WHAT YOU NEED TO DO:
Reproduce the listing below without changes, except that pictures are left out.

##### GIVEN DATA

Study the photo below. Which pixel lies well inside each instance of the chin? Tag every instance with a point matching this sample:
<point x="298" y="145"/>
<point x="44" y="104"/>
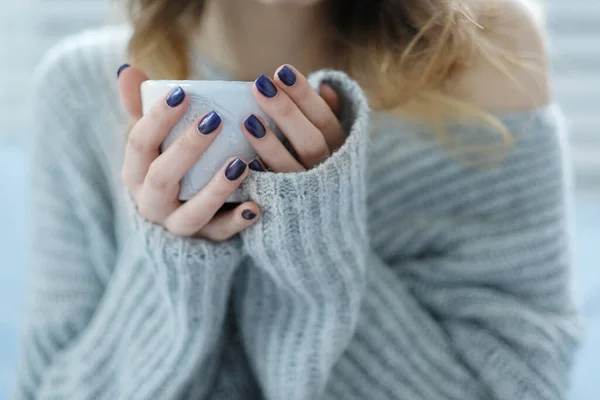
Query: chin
<point x="289" y="2"/>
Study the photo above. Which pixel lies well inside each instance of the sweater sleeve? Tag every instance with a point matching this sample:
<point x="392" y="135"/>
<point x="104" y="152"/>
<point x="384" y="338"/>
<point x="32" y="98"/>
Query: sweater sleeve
<point x="130" y="317"/>
<point x="485" y="313"/>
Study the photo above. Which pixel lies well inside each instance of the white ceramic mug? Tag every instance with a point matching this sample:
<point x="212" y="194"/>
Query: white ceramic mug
<point x="233" y="101"/>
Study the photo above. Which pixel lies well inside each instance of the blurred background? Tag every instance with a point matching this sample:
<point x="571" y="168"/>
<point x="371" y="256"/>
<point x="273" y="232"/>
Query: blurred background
<point x="29" y="27"/>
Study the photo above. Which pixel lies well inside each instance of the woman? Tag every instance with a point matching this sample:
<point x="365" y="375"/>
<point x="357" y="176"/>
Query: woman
<point x="386" y="260"/>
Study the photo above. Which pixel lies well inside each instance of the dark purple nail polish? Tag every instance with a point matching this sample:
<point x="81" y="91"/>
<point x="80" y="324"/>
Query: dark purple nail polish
<point x="121" y="68"/>
<point x="255" y="127"/>
<point x="266" y="87"/>
<point x="256" y="166"/>
<point x="176" y="97"/>
<point x="248" y="215"/>
<point x="209" y="123"/>
<point x="287" y="76"/>
<point x="235" y="169"/>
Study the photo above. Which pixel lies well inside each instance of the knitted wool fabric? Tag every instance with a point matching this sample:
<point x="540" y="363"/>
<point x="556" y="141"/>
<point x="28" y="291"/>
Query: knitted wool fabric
<point x="391" y="271"/>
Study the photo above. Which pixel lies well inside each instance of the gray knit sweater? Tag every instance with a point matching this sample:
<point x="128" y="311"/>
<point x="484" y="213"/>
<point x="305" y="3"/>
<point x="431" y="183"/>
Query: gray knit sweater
<point x="394" y="270"/>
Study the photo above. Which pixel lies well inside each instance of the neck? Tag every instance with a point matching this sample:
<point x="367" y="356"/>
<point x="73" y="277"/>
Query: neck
<point x="249" y="39"/>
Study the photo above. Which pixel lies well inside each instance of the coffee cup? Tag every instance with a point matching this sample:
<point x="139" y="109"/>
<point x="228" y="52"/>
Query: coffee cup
<point x="233" y="101"/>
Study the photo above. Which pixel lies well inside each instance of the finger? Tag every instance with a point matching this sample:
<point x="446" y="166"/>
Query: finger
<point x="269" y="147"/>
<point x="193" y="215"/>
<point x="130" y="81"/>
<point x="257" y="165"/>
<point x="307" y="140"/>
<point x="148" y="133"/>
<point x="313" y="106"/>
<point x="227" y="224"/>
<point x="331" y="98"/>
<point x="168" y="169"/>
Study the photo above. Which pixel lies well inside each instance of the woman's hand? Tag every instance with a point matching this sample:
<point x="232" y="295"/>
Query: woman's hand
<point x="306" y="118"/>
<point x="153" y="178"/>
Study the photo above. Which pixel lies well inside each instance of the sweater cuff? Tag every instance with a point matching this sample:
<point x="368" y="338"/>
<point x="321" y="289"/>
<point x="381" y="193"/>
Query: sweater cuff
<point x="173" y="255"/>
<point x="318" y="216"/>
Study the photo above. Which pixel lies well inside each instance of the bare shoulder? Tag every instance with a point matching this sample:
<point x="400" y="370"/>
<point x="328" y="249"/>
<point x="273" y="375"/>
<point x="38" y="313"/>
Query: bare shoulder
<point x="510" y="71"/>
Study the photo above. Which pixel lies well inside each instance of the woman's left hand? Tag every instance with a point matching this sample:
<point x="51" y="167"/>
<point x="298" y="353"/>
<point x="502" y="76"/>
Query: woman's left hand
<point x="305" y="117"/>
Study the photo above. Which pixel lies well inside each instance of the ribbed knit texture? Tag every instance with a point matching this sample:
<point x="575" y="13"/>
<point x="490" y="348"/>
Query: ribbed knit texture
<point x="394" y="270"/>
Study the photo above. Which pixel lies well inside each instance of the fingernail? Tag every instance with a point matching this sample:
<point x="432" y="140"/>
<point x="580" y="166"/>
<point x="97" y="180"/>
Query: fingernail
<point x="235" y="169"/>
<point x="209" y="123"/>
<point x="287" y="76"/>
<point x="256" y="166"/>
<point x="176" y="97"/>
<point x="266" y="87"/>
<point x="248" y="215"/>
<point x="121" y="68"/>
<point x="255" y="127"/>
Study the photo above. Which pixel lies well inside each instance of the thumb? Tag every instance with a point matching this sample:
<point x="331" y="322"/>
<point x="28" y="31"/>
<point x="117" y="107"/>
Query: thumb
<point x="130" y="81"/>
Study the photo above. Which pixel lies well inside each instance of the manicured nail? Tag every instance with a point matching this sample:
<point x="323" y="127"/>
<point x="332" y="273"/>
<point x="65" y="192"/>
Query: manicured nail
<point x="121" y="68"/>
<point x="248" y="215"/>
<point x="266" y="87"/>
<point x="209" y="123"/>
<point x="255" y="165"/>
<point x="235" y="169"/>
<point x="255" y="127"/>
<point x="176" y="97"/>
<point x="287" y="76"/>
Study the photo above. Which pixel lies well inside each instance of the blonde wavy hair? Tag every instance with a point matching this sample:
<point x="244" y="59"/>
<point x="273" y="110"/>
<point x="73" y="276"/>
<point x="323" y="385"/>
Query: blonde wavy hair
<point x="402" y="52"/>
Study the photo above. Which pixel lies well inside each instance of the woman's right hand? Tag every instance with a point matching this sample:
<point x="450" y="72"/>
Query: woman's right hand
<point x="153" y="178"/>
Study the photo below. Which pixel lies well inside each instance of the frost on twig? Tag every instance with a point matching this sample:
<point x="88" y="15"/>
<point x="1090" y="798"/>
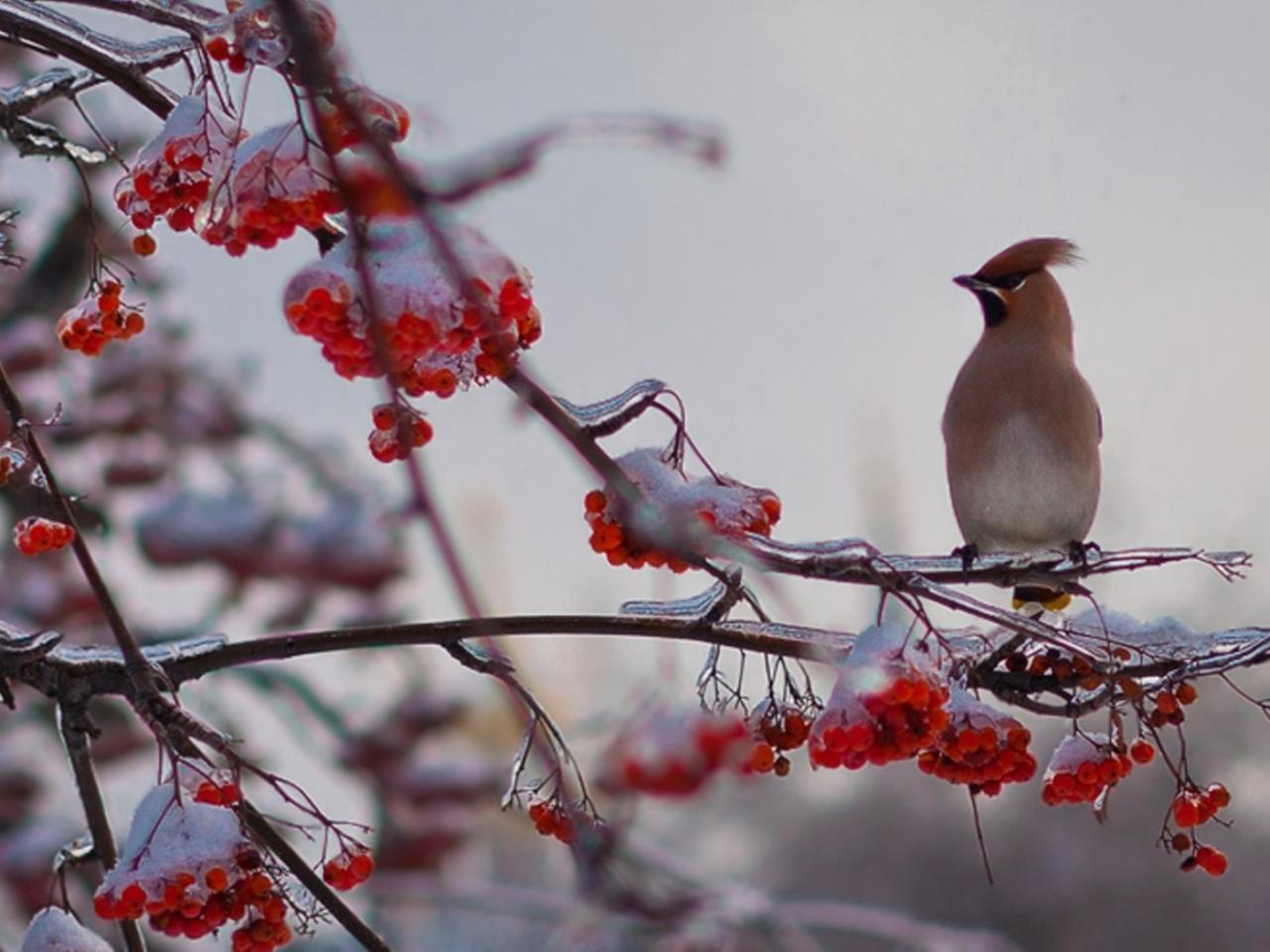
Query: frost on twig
<point x="606" y="416"/>
<point x="856" y="561"/>
<point x="712" y="603"/>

##########

THE OUTPUT:
Study the photo below. Which pixel lies well inside each instance of the chin? Tag every instance with a point matching this sample:
<point x="298" y="145"/>
<point x="44" y="104"/>
Query: chin
<point x="289" y="2"/>
Study the photo above. Which pixel lies well inside each instance of the sweater sleeve? Tag every instance with a point matching this sample:
<point x="392" y="135"/>
<point x="104" y="152"/>
<point x="384" y="338"/>
<point x="32" y="98"/>
Query: sweater sleeve
<point x="130" y="317"/>
<point x="485" y="313"/>
Study the photo above. Which pixel lies well inside each instance of the white ceramic mug? Tag every instance with a point matching this sample:
<point x="212" y="194"/>
Query: white ceramic mug
<point x="233" y="101"/>
Study the photo above. Which pixel lies well inside each instance of the blurred background? Tag every instance with a point matching this sample:
<point x="571" y="168"/>
<point x="371" y="256"/>
<point x="273" y="232"/>
Query: blurred background
<point x="29" y="27"/>
Study the photo above. Which pixel lies well inside each instance of the woman? Tag every instance with a point matching this sample:
<point x="365" y="375"/>
<point x="357" y="176"/>
Query: woman
<point x="386" y="260"/>
Study the photo above. Which pixel lies well inside each instance of the dark purple nail polish? Tag every instance with a point matching this sample:
<point x="81" y="91"/>
<point x="80" y="324"/>
Query: dark purple nail polish
<point x="121" y="68"/>
<point x="255" y="127"/>
<point x="266" y="87"/>
<point x="256" y="166"/>
<point x="176" y="97"/>
<point x="248" y="215"/>
<point x="209" y="123"/>
<point x="287" y="76"/>
<point x="235" y="169"/>
Study the photo above. Which pixel lies well inside each instance of the knitted wool fabric? Tag every instance with a point matching this sample:
<point x="540" y="363"/>
<point x="556" y="141"/>
<point x="28" y="291"/>
Query: knitted wool fabric
<point x="391" y="271"/>
Study the photo above. Which pixel lies well inside each instance of the gray knit sweater? Tag every instance with a point matching this sample:
<point x="128" y="311"/>
<point x="484" y="213"/>
<point x="305" y="3"/>
<point x="431" y="183"/>
Query: gray knit sweater
<point x="394" y="270"/>
Study the photo above. Which pixel lies well inside each instance of the neck? Tag every instance with a point matching this sample:
<point x="367" y="356"/>
<point x="73" y="277"/>
Query: neck
<point x="249" y="39"/>
Study the photo above. Which pixel lies well inside each instance of the coffee cup? Tag every instance with a point matching this sample:
<point x="139" y="109"/>
<point x="228" y="52"/>
Query: coffee cup
<point x="233" y="101"/>
Study the photo above. Which pixel lies well inside each instance of the finger? Tag every instance with a point matching this sample:
<point x="446" y="166"/>
Query: finger
<point x="269" y="147"/>
<point x="193" y="215"/>
<point x="130" y="81"/>
<point x="257" y="165"/>
<point x="307" y="140"/>
<point x="148" y="133"/>
<point x="313" y="106"/>
<point x="227" y="224"/>
<point x="331" y="98"/>
<point x="168" y="169"/>
Study the photo above. Which pixel lies well inside each instance of the woman's hand? Tag every instance with a point matching this sample:
<point x="232" y="295"/>
Query: woman's hand
<point x="306" y="118"/>
<point x="153" y="178"/>
Study the photo above. Which pixel lies well inside each instance of the sweater cuff? Tag every instance with a point matching this sample:
<point x="368" y="338"/>
<point x="321" y="289"/>
<point x="381" y="193"/>
Query: sweater cuff
<point x="173" y="255"/>
<point x="318" y="216"/>
Study the photo above. Which pixel lies well inside each instance of the bare shoulder? Tag every instance with a point matching this sample:
<point x="400" y="370"/>
<point x="328" y="249"/>
<point x="273" y="375"/>
<point x="38" y="313"/>
Query: bare shoulder
<point x="510" y="71"/>
Study the photo above. Which pixel lies well inside each instance of the woman's left hand? Tag every instance with a point matching this sample:
<point x="51" y="167"/>
<point x="298" y="353"/>
<point x="502" y="76"/>
Query: woman's left hand
<point x="305" y="117"/>
Study the photo above. Which pixel lies well inside each instance of the ribbed knit texture? Tag every instance with a point matching this sample:
<point x="575" y="13"/>
<point x="490" y="348"/>
Query: ribbed knit texture
<point x="394" y="270"/>
Study the photo above. Which pixel lies well inside each instance of the fingernail? Tag every instance with a point matching this sample:
<point x="432" y="140"/>
<point x="580" y="166"/>
<point x="97" y="180"/>
Query: fingernail
<point x="235" y="169"/>
<point x="209" y="123"/>
<point x="287" y="76"/>
<point x="256" y="166"/>
<point x="176" y="97"/>
<point x="266" y="87"/>
<point x="248" y="215"/>
<point x="121" y="68"/>
<point x="255" y="127"/>
Study the photo above. Which pixel lies well inside each instance of the thumb? Tag every instance with a point matching this sample:
<point x="331" y="322"/>
<point x="28" y="31"/>
<point x="117" y="107"/>
Query: thumb
<point x="130" y="81"/>
Study the photo above. Which pixel lies well inside each instance of the manicured nail? Tag every instance with a point matching this sample:
<point x="323" y="127"/>
<point x="332" y="273"/>
<point x="65" y="192"/>
Query: manicured nail
<point x="121" y="68"/>
<point x="248" y="215"/>
<point x="266" y="87"/>
<point x="209" y="123"/>
<point x="255" y="165"/>
<point x="235" y="169"/>
<point x="255" y="127"/>
<point x="176" y="97"/>
<point x="287" y="76"/>
Study the photo above. Which pixel lies well inside each instance of the blonde wavy hair? Tag every instance with a point matching this sample:
<point x="244" y="59"/>
<point x="273" y="110"/>
<point x="73" y="276"/>
<point x="323" y="385"/>
Query: blonde wavy hair
<point x="402" y="52"/>
Study the photo above. Which pixel lies well inside each instance of the woman's right hand? Tag every instance with a point matching this sample:
<point x="450" y="72"/>
Query: woman's right hand
<point x="153" y="178"/>
Study the photo below. Which pixel lies well inside each instance of the frost on twig? Tag every instance with a point matching this sample:
<point x="88" y="15"/>
<point x="1090" y="798"/>
Query: frost on twig
<point x="606" y="416"/>
<point x="856" y="561"/>
<point x="712" y="603"/>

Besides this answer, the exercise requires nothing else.